→ **本文抜粋**:
自己にも過失がある場合の対応
労働者が業務中の事故によってケガをした場合には労災保険の給付を受けることができ、会社に対しては労災とは別に損害賠償請求できる場合があります。
では、労働者側の過失によって事故が発生した場合の労災保険や会社に対する損害賠償請求はどのように扱われるのでしょうか。
労災保険請求する場合
(1)満額給付が原則
労働者が仕事で車を運転中に前方不注意で事故に遭ったり、機械の安全装置をつけ忘れて工場の機械に巻き込まれて指を切ったり、自転車で通勤中によそ見をしたため転んだりなどしてけがをした場合、労災保険の給付を受けられないのでしょうか。
会社の方から、「自らの不注意なので、労災保険がおりない」「自己の過失分は減額される」と言われて、労災保険給付を請求することをあきらめる人がいますが、あきらめてはいけません。
労災保険は、労働者が仕事に専念できるためにできるだけ労働者を保護しよういう制度です。労働者自らの過失があったとしても、事故発生原因に業務起因性・業務原因性が認められ労災の認定がなされれば、治療費、休業損害、後遺障害などについての労災保険が満額給付されます。
(2)例外
労災認定にあたっては、基本的には被災者本人の過失は問題とされませんが、以下の例外があります。
①労災が故意による場合
労働者が故意に労災を引き起こした場合には、保険給付は全額について行われません。
ここにいう「故意」とは、自分の行為が一定の効果を生ずることがわかりながら、あえてこの結果を認容することを言います。たとえば、自ら工作機械の中に手を挿入して指を切断させるような場合です。

→ **問題文**: 労災保険の文章の「自己にも過失がある場合の対応」から「んが、以下の例外があります。」までの部分を、「治療費」を「医療費」に差し替えて書き出すこと。 資料は労災保険の文章とは別個のものである。

→ **資料抜粋**:
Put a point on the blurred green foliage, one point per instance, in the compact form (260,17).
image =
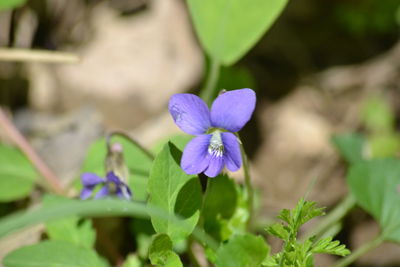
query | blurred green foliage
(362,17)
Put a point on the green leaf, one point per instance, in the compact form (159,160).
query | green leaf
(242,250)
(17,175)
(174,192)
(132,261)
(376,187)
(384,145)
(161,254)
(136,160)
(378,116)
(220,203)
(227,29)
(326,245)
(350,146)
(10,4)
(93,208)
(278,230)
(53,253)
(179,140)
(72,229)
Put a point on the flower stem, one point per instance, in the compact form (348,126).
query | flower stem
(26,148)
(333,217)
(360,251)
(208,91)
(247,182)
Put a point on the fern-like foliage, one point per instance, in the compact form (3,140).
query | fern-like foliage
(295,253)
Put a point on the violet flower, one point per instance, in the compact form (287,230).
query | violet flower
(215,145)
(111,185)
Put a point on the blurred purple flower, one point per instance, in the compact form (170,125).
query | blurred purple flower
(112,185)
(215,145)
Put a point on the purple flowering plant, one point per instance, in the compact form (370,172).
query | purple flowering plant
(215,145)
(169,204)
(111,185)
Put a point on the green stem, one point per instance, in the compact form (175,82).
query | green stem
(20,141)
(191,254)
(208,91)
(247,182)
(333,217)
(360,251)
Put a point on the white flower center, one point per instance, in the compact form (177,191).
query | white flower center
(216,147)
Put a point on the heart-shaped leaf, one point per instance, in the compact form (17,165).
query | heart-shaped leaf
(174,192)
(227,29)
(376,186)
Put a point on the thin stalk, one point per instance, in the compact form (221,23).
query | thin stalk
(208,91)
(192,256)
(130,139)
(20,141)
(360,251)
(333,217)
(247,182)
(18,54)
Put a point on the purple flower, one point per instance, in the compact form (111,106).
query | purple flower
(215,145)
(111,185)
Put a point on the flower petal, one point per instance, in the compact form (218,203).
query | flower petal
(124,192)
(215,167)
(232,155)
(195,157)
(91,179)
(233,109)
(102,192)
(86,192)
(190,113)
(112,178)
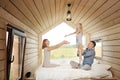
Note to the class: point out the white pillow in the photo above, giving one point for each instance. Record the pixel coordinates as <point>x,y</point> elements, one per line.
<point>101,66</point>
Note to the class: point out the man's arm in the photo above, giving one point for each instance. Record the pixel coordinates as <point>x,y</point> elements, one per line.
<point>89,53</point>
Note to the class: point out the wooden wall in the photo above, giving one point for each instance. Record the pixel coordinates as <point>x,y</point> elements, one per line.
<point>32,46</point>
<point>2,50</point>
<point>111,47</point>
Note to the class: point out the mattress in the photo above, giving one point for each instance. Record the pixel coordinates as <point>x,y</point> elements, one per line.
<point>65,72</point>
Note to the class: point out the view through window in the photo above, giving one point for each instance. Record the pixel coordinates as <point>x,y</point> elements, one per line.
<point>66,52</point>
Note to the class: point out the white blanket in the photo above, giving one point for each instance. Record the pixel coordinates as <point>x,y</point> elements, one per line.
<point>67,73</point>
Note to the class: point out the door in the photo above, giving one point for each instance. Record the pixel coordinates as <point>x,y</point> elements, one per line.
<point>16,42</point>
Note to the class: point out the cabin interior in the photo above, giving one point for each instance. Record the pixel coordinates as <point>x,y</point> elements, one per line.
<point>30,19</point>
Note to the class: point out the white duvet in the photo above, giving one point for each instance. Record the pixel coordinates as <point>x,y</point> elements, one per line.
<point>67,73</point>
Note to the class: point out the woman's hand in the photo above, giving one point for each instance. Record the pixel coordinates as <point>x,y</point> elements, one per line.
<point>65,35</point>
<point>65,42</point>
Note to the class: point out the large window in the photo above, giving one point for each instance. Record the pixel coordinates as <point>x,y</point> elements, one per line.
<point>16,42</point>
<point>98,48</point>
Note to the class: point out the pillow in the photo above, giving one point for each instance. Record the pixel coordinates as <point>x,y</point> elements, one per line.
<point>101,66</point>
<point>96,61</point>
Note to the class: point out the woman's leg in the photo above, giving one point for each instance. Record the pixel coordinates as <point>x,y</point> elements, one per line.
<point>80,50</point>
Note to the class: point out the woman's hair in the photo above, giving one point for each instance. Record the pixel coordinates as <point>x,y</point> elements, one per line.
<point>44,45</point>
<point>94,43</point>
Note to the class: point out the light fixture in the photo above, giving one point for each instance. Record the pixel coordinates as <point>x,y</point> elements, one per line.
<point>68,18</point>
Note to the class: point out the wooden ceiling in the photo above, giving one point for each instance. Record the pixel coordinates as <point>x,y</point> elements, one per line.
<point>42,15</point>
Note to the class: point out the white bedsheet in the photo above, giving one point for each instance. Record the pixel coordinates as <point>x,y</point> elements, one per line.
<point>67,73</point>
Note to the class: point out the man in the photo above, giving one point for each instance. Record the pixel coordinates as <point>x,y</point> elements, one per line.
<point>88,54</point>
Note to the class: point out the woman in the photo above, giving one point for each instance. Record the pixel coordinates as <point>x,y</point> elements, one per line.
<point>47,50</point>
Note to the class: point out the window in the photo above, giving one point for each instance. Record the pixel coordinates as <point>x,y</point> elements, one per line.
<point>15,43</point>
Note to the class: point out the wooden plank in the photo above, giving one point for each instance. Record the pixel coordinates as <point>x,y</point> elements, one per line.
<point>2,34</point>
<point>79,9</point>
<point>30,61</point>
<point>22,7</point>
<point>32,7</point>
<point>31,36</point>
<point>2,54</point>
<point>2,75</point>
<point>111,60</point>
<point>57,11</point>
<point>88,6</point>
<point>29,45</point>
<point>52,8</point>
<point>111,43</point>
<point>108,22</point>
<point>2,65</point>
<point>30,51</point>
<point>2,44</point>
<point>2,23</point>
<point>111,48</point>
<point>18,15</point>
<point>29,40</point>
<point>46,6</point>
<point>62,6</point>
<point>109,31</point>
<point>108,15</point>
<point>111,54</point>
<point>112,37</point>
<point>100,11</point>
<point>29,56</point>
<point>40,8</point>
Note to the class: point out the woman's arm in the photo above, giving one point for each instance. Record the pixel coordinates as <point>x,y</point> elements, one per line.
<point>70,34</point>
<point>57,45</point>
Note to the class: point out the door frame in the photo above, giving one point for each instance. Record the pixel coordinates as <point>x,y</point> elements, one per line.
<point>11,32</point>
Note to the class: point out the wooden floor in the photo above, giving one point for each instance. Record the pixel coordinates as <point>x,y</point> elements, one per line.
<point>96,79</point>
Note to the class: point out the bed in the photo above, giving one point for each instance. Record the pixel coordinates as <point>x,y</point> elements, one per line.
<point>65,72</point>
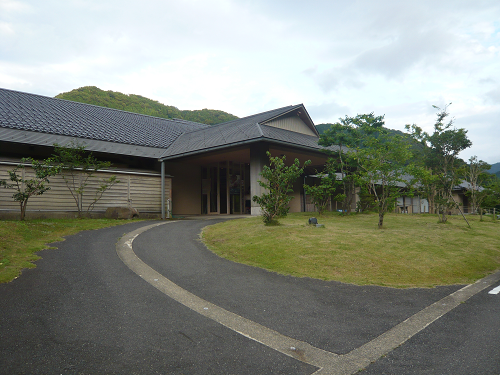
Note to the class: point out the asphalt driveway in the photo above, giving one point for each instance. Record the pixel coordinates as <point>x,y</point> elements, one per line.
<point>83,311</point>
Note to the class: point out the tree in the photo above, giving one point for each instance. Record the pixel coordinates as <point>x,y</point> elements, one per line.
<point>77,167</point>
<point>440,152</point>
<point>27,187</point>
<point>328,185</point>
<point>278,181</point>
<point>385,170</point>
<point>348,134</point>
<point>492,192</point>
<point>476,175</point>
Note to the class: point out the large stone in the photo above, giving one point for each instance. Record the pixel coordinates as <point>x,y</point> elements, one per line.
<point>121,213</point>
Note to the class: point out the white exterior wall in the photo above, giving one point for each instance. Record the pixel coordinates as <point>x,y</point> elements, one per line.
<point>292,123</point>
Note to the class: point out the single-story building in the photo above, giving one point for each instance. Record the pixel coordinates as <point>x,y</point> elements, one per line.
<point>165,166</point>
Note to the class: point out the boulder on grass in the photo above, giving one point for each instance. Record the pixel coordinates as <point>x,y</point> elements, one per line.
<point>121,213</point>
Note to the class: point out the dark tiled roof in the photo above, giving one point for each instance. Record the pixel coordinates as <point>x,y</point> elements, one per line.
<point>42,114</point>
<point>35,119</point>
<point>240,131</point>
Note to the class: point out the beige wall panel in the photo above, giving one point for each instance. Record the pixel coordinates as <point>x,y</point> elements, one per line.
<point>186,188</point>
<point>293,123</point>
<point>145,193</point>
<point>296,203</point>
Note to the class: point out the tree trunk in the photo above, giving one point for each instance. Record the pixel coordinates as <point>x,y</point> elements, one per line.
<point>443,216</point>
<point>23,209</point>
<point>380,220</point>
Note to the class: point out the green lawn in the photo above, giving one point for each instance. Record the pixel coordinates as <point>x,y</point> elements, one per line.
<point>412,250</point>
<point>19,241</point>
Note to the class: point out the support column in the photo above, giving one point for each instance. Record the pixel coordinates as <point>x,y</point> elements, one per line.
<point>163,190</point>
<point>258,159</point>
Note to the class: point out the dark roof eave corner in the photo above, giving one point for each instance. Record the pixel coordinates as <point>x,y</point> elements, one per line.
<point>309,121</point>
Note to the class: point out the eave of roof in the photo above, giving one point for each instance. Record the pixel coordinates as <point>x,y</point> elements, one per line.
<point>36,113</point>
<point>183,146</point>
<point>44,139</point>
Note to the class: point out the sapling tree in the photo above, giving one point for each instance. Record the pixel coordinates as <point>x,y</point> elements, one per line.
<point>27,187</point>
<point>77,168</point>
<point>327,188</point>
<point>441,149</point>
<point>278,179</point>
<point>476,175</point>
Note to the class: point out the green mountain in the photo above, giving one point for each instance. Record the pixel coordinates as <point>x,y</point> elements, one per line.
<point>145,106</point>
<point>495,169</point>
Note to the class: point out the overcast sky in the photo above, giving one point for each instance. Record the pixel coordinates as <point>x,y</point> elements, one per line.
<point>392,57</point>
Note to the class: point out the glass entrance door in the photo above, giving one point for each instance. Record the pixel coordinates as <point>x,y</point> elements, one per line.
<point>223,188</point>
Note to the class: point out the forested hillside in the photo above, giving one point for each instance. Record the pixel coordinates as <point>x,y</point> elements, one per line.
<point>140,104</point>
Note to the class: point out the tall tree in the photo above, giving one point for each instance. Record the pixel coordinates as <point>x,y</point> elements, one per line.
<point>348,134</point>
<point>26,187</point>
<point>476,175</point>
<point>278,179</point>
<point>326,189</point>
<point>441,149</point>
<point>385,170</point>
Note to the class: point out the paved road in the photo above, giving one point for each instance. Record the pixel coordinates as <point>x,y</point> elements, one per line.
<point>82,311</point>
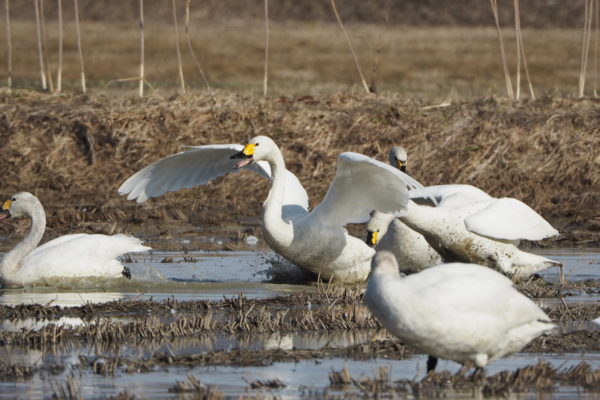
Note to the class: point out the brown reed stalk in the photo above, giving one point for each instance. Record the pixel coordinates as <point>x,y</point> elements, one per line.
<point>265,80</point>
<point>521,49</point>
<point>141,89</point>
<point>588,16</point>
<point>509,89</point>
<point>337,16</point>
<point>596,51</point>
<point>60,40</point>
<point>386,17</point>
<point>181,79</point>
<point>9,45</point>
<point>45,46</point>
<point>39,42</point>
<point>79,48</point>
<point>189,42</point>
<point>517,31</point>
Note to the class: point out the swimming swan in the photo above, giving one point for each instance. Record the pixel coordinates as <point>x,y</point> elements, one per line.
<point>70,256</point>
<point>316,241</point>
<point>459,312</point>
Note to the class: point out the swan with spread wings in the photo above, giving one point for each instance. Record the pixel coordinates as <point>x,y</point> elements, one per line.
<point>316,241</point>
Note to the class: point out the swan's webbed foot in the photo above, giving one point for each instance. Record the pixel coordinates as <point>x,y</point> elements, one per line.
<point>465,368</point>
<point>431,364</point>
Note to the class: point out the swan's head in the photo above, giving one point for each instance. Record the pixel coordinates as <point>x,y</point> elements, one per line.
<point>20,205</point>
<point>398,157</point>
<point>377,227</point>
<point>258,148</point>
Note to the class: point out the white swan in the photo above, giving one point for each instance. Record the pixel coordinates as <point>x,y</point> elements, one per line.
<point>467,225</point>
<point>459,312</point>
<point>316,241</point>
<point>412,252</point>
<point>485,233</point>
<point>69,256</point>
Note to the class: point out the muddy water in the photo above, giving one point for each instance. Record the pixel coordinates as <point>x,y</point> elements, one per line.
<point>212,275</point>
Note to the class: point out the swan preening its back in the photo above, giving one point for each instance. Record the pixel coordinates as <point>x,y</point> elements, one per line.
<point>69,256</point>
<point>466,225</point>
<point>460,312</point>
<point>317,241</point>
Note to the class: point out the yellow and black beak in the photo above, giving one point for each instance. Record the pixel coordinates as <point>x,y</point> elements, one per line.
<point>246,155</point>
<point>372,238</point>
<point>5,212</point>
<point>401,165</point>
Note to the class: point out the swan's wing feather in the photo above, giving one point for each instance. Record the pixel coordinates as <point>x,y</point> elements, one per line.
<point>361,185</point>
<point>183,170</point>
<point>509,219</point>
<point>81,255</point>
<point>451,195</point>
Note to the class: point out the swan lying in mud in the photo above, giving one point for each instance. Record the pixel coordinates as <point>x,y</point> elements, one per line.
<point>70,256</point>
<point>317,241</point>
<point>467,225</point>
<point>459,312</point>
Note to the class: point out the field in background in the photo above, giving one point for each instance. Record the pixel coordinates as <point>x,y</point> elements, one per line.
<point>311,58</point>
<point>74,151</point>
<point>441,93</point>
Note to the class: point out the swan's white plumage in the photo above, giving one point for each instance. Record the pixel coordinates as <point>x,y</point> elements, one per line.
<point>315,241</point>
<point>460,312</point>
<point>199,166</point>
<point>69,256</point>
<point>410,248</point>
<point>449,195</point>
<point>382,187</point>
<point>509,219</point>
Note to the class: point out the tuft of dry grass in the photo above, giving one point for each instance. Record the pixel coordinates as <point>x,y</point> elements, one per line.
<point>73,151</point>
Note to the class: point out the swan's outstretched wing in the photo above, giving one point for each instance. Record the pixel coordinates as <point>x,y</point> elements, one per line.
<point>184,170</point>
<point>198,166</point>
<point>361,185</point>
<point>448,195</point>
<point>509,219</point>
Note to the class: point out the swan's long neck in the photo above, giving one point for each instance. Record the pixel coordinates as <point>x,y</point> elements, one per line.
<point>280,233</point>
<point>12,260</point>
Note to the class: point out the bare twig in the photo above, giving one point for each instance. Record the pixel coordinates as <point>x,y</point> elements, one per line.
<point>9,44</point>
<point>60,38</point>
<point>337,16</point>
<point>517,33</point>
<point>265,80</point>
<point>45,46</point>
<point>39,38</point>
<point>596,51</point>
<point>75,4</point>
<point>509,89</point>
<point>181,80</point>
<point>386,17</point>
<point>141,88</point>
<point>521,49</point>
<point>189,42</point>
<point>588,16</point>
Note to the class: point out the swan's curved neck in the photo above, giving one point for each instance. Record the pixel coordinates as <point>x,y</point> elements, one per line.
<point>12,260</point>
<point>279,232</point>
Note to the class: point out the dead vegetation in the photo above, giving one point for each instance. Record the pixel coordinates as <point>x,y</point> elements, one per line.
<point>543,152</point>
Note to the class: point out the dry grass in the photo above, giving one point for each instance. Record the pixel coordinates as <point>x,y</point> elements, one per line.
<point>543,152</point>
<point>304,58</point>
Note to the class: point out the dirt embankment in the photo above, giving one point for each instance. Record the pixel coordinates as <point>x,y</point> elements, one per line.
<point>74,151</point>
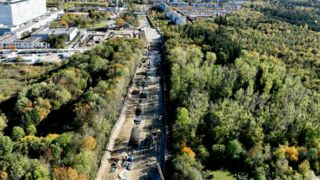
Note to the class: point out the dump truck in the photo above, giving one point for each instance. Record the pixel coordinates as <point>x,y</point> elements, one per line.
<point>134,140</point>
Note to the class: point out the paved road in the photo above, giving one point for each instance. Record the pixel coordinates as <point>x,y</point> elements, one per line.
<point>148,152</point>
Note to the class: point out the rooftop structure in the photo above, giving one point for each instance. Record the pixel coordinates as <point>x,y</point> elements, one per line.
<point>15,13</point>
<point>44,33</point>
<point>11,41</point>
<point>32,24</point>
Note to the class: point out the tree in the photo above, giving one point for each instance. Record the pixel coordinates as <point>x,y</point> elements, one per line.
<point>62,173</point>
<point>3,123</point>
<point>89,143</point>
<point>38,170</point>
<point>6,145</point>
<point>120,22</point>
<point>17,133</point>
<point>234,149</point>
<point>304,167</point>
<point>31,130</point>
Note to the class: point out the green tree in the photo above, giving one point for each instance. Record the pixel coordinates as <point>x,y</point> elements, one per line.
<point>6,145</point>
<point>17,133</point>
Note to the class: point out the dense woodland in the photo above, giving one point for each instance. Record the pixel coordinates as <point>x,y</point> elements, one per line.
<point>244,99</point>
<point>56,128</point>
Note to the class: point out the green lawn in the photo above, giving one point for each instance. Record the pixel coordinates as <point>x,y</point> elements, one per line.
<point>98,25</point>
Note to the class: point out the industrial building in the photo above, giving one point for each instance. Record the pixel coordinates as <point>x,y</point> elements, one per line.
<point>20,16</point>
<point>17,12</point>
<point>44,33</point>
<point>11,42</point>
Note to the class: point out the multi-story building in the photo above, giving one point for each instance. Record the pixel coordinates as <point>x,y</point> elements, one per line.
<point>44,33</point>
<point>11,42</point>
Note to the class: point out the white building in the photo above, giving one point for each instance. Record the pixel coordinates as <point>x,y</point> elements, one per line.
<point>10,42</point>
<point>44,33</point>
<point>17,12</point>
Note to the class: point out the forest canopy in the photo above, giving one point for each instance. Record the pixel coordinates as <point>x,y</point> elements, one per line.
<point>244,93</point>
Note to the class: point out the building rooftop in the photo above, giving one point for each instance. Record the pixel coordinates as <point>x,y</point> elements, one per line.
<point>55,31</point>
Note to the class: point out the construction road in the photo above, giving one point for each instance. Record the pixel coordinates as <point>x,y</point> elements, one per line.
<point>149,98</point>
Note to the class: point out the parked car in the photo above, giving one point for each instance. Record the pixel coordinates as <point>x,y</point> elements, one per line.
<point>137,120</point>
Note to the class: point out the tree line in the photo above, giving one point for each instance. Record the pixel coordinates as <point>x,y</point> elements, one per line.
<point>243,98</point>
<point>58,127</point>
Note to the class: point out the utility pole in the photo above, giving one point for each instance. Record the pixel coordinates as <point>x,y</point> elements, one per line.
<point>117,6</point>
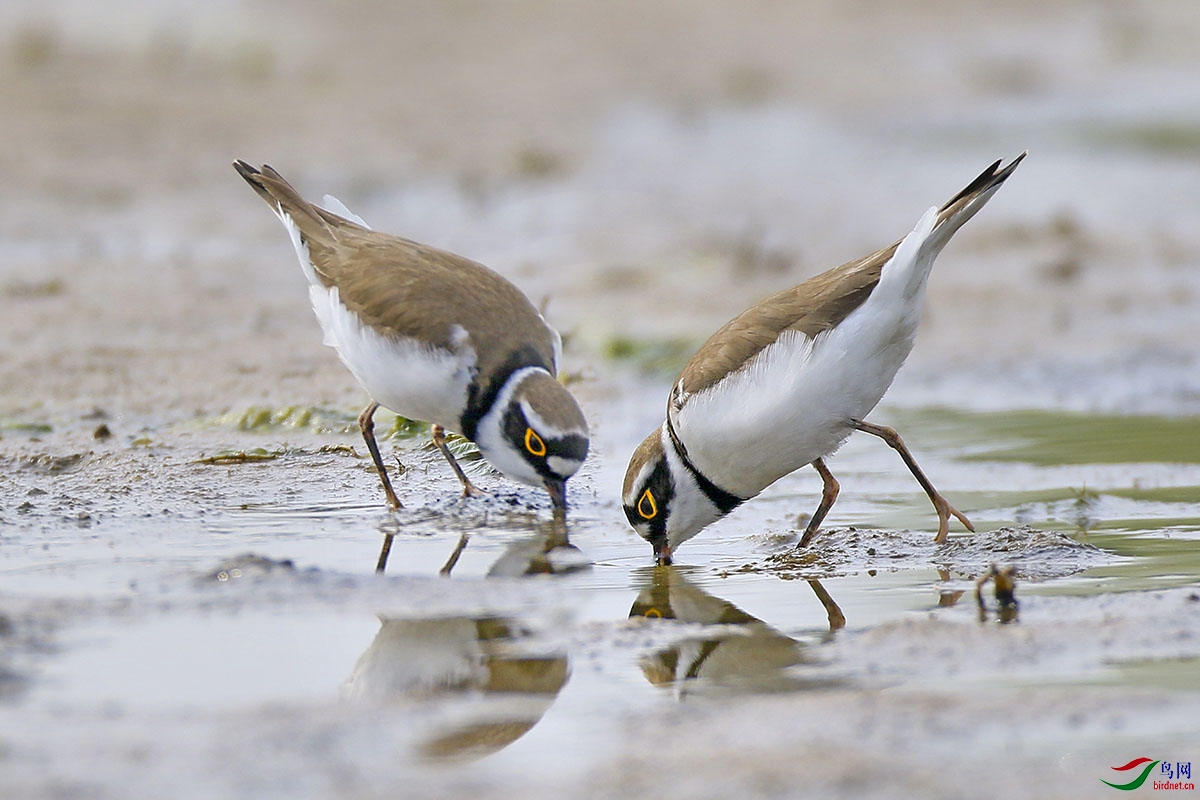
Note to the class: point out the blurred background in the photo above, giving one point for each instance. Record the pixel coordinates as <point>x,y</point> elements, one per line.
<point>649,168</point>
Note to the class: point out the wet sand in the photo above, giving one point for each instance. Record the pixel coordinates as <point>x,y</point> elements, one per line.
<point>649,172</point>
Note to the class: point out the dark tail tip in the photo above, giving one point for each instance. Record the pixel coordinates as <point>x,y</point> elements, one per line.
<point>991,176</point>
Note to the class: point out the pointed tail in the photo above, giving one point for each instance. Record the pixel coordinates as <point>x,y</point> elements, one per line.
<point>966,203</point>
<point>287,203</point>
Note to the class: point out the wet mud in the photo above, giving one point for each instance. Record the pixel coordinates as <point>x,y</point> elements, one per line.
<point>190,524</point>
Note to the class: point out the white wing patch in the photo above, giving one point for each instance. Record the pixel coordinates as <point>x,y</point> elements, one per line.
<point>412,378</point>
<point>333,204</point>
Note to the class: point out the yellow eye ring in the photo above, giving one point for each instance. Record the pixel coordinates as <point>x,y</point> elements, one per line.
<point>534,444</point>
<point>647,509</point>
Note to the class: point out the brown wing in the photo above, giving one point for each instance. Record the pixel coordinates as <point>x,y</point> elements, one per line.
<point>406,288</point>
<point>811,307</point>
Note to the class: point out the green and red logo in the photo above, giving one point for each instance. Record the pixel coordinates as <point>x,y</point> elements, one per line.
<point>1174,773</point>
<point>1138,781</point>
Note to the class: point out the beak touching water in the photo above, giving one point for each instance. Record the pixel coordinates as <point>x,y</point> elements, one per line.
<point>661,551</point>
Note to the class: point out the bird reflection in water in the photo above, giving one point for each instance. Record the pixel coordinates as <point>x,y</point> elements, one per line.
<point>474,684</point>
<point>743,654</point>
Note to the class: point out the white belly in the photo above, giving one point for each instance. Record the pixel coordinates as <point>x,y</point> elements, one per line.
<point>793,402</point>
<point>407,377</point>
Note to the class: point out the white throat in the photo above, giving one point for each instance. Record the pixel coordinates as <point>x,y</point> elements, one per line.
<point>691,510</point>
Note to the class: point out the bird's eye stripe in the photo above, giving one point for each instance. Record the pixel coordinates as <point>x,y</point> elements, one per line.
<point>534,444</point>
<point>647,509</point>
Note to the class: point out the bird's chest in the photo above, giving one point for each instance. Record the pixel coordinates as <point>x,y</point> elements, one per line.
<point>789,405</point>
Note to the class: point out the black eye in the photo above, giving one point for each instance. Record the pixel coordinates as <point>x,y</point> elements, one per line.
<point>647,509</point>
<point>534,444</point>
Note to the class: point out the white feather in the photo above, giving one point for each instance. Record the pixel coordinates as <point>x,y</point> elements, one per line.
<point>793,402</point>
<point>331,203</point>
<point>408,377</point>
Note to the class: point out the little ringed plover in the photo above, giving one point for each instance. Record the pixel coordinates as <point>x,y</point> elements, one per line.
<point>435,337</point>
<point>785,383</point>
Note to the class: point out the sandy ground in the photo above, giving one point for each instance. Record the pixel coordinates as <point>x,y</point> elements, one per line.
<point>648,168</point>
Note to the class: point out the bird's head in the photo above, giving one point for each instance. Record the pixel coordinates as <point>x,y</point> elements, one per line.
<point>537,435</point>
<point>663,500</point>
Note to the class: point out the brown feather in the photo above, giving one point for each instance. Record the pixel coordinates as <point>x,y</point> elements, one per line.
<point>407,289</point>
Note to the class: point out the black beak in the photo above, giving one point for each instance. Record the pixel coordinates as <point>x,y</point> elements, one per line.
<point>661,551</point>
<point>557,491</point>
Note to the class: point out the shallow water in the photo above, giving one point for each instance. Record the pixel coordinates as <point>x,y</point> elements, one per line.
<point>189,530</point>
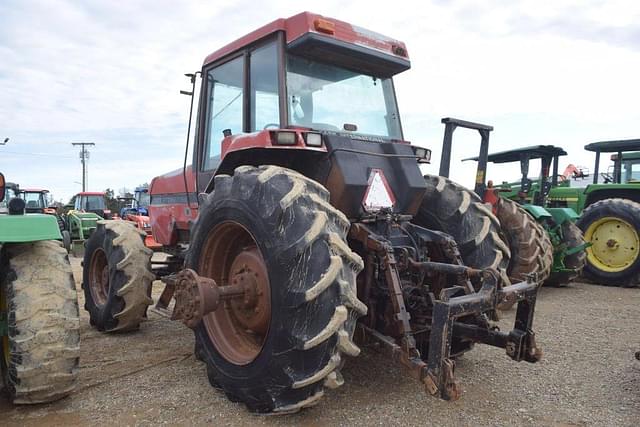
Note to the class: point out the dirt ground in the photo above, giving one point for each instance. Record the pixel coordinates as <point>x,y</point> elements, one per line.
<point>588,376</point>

→ **解答**:
自己にも過失がある場合の対応
労働者が業務中の事故によってケガをした場合には労災保険の給付を受けることができ、会社に対しては労災とは別に損害賠償請求できる場合があります。
では、労働者側の過失によって事故が発生した場合の労災保険や会社に対する損害賠償請求はどのように扱われるのでしょうか。
労災保険請求する場合
(1)満額給付が原則
労働者が仕事で車を運転中に前方不注意で事故に遭ったり、機械の安全装置をつけ忘れて工場の機械に巻き込まれて指を切ったり、自転車で通勤中によそ見をしたため転んだりなどしてけがをした場合、労災保険の給付を受けられないのでしょうか。
会社の方から、「自らの不注意なので、労災保険がおりない」「自己の過失分は減額される」と言われて、労災保険給付を請求することをあきらめる人がいますが、あきらめてはいけません。
労災保険は、労働者が仕事に専念できるためにできるだけ労働者を保護しよういう制度です。労働者自らの過失があったとしても、事故発生原因に業務起因性・業務原因性が認められ労災の認定がなされれば、医療費、休業損害、後遺障害などについての労災保険が満額給付されます。
(2)例外
労災認定にあたっては、基本的には被災者本人の過失は問題とされませんが、以下の例外があります。